» **Challenge A**
Answer these about the passage on grief and technology, one line each:
(i) What do tech companies have a vested interest in selling, according to the writer?
(ii) Where does the writer say envelopes have always fallen?
(iii) What does the writer say iPhones did not originate?
» **Challenge B**
Please extend the passage on grief and technology, picking up right after its closing line.
+++ Source passage +++
Here is the most compelling argument I manage to cook up for myself about the reason for my pain: the ideology of information has entrenched in me a belief that relationships are made of data, and that all data ought to be conserved and perpetually accessible; this, combined with the fact that tech companies have a vested interest in selling our communication on their platforms as part of the fundamental fabric of love,1 has constructed a profit-driven fantasy that human relationships can be and should be stored on a server. It’s comprehensible, then, that my grief has been compounded by the harsh dissolution of this fantasy, by the extra injustice of being forced to realize that I cannot expect to preserve and know everything.
This is a good argument, I think — it might even be true! — but I am still stuck with a persistent, niggling suspicion that death and loss have always been painful, that losing the record of a person’s time on earth with you has always 1. happened and 2. been sad, and that it is hard, simply, to reckon with the fact that someone can be there and then not there and that your attempts to keep them alive via perfect eidetic memory will always fail. I imagine that many people before the invention of the computer have lost letters, notebooks, photographs; that someone has always thrown out the wrong box, that envelopes have always fallen into the fireplace. The criticism at hand isn’t wrong (Big Tech, after all, is different in scope and in evil than Big Stationery), but it fails to do what I want it to do. The pain persists.
So I find myself trying to square two ideas. The first: that I believe in the value of cultural criticism, in locating systemic roots for individual problems, that the personal is political; I believe that laying rightful blame for suffering on the conditions of the present is important, in part because it activates us to believe that we can make future conditions less painful. I think it’s valuable to channel personal grief and loss into anger at the systems that make their money not only by stripping our lives of intimacy and meaning but also by actually killing us, by killing the people we love. I really, really believe this, I really do. But, at the same time, I have this suspicion that my personal itch to seek a neat explanation and a hypermodern culpable actor for every existential pain can in some cases be a kind of palliative, a self-deluding mechanism that keeps me away from the real. Turning experience into cultural criticism is my definitive way of living in the world, my way of seeing and being. But I wonder, while watching myself search for academic citations to justify why a loss has hurt me before I am even finished feeling the wave of hurt itself, if it can also in certain cases be a desperate attempt to mechanize the incomprehensible into a series of factors relatively within my control. I remind myself that iPhones are evil, and I remind myself concurrently that they did not originate the experience of pain.
+++ Dataset excerpts +++
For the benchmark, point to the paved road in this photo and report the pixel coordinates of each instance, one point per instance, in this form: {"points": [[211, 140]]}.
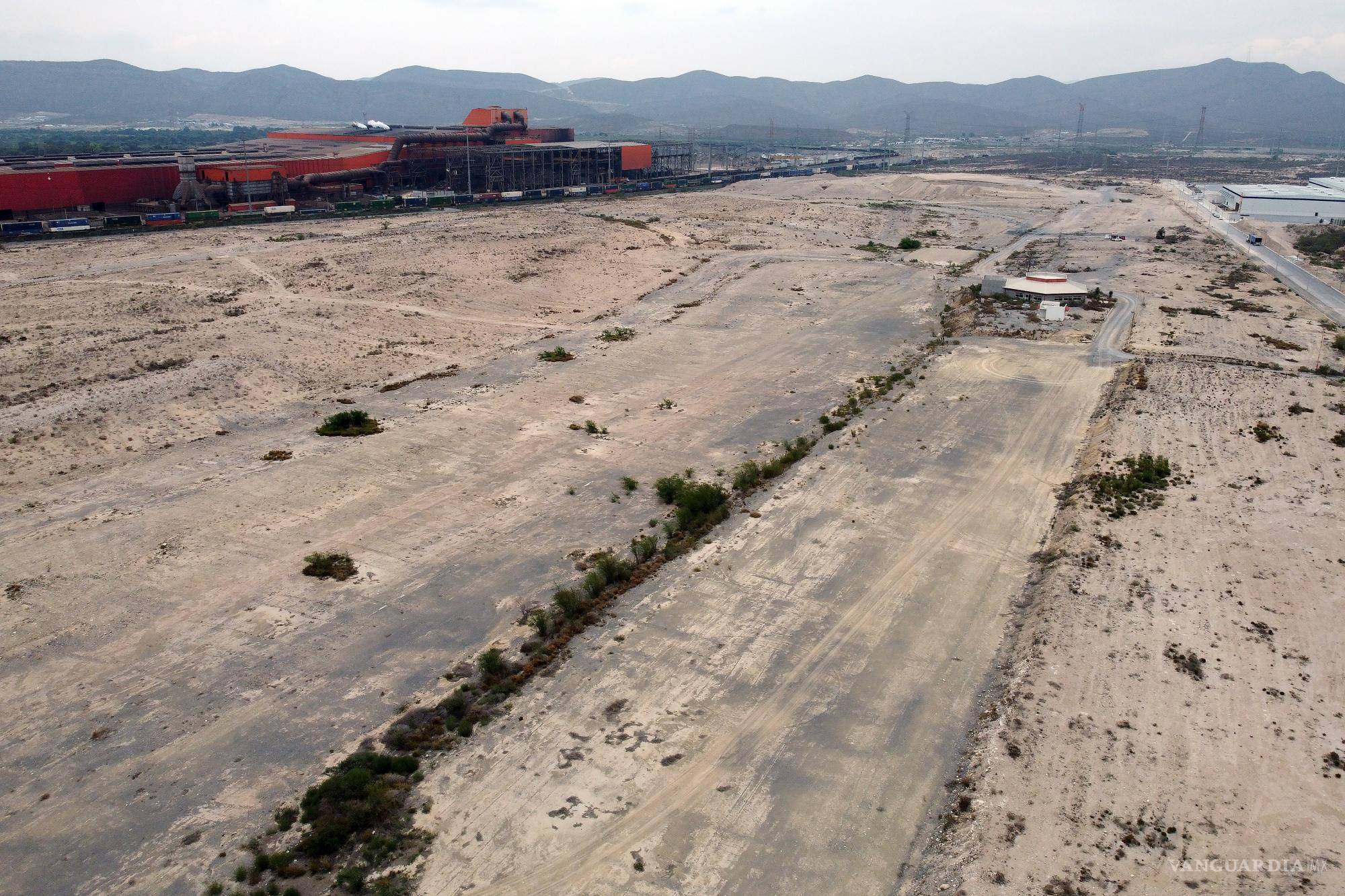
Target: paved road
{"points": [[1321, 295]]}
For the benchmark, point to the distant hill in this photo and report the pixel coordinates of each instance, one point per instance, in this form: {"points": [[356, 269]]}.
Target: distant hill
{"points": [[1246, 101]]}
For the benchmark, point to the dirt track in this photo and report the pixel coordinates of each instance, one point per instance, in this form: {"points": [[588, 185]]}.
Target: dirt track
{"points": [[812, 669]]}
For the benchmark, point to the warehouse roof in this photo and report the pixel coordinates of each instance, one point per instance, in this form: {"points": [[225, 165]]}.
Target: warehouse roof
{"points": [[1046, 284], [1331, 184], [1284, 192]]}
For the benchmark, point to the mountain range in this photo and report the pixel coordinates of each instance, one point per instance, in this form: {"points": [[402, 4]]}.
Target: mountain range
{"points": [[1243, 100]]}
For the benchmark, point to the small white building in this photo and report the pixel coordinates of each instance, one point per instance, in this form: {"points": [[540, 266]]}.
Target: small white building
{"points": [[1052, 311], [1038, 286], [1296, 202]]}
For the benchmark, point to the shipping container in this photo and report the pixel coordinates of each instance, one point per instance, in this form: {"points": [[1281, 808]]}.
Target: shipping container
{"points": [[21, 228]]}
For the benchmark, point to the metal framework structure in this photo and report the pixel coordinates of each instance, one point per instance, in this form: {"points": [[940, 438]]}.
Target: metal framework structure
{"points": [[500, 169]]}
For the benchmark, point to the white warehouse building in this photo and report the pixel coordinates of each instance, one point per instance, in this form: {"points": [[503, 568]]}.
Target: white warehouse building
{"points": [[1304, 204], [1038, 286]]}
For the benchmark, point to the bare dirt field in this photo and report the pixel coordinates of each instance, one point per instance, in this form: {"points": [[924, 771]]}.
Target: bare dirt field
{"points": [[1169, 717], [170, 674], [778, 710]]}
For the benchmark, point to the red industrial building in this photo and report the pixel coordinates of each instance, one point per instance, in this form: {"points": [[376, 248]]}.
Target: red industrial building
{"points": [[494, 150]]}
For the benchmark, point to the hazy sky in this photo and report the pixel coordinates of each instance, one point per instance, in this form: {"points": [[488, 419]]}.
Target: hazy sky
{"points": [[977, 41]]}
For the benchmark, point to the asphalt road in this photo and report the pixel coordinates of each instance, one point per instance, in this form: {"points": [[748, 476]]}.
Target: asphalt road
{"points": [[1321, 295]]}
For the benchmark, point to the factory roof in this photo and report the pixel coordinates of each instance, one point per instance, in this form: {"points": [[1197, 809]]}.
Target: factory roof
{"points": [[1284, 192], [1331, 184]]}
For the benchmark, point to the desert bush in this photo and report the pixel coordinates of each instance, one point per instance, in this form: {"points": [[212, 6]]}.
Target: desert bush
{"points": [[1266, 432], [747, 475], [1136, 483], [367, 790], [594, 583], [349, 423], [492, 663], [328, 565], [669, 487], [555, 354], [645, 548], [570, 600]]}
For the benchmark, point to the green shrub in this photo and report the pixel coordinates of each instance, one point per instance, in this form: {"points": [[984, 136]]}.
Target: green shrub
{"points": [[747, 475], [594, 583], [358, 795], [349, 423], [1136, 485], [614, 569], [492, 663], [669, 487], [645, 548], [570, 602], [323, 565]]}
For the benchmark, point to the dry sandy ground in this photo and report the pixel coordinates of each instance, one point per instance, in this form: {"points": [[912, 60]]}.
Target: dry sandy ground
{"points": [[1104, 766], [167, 671]]}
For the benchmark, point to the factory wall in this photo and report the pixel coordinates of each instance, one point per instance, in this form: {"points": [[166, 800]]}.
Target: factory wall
{"points": [[22, 192]]}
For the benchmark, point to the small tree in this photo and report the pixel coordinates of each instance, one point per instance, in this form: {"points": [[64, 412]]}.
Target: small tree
{"points": [[492, 663]]}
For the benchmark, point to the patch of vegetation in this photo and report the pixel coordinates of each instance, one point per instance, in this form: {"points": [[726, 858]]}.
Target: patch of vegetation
{"points": [[1324, 241], [1187, 661], [349, 423], [1276, 342], [555, 354], [167, 364], [329, 565], [436, 374], [1266, 432], [1136, 483], [365, 791]]}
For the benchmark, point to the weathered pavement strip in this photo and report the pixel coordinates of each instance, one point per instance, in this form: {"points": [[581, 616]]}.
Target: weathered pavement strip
{"points": [[796, 692]]}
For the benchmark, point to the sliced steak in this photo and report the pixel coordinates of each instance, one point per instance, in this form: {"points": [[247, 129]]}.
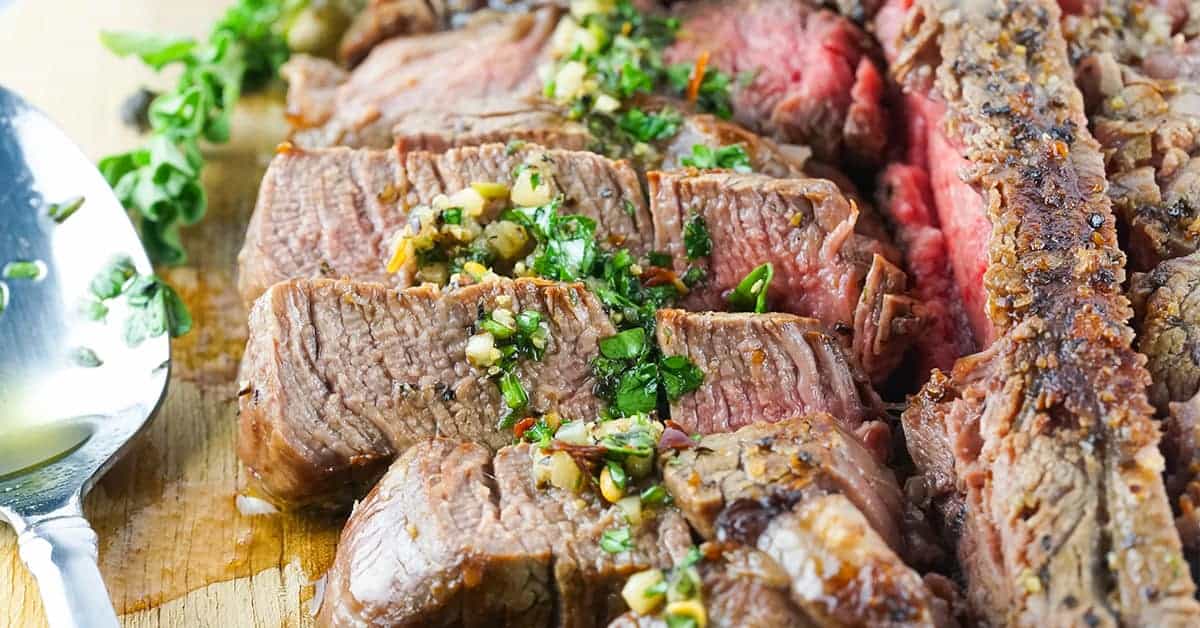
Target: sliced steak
{"points": [[807, 229], [495, 55], [1167, 301], [451, 537], [809, 77], [491, 120], [906, 201], [765, 368], [334, 211], [340, 377], [742, 587], [798, 491], [1146, 117], [1056, 504]]}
+++
» **Exercise answer A**
(i) Our communication on their platforms, as part of the fundamental fabric of love.
(ii) Into the fireplace.
(iii) The experience of pain.

» **Exercise answer B**
I read Love’s Work last month, and am reminded of Gillian Rose’s repeated return to St. Silouan’s mantra keep your mind in hell and despair not. If one “refuses to dwell in hell,” Rose writes, they will “live, therefore, in the most static despair.” It is through the compulsive avoidance of deepest pain, the need to deny it or suppress it or rationalize it away, that our lives become truly unbearable. I wonder if I can, at times, use cultural criticism to this end: to stay constantly in despair and yet keep my mind away from hell. To know myself as part of a long human lineage of shattering loss and unending grief is painful in a different way than it is painful to hate Facebook; it might even be more painful, not least because it is far more frustrating, far less cathartic. I can always hold onto the fantasy that I might one day lob a pipe bomb into a server farm. I cannot convince myself, no matter how hard I try, that I might smuggle my loved ones away from death.
Fred Jameson says to always historicize. I’ve been struggling my way through Postmodernism over the past few months, googling semiotic squares and Adorno quotes, and it’s hard, this work, I can feel the limits of my ability pushing up against me like a too-small shirt, the shoulders too tight to lift my arms up all the way. I remember, in my effort to historicize, that lots of people throughout history have tried to make their brains into machines that could understand everything, and it did not stop the people they loved from getting sick and dying.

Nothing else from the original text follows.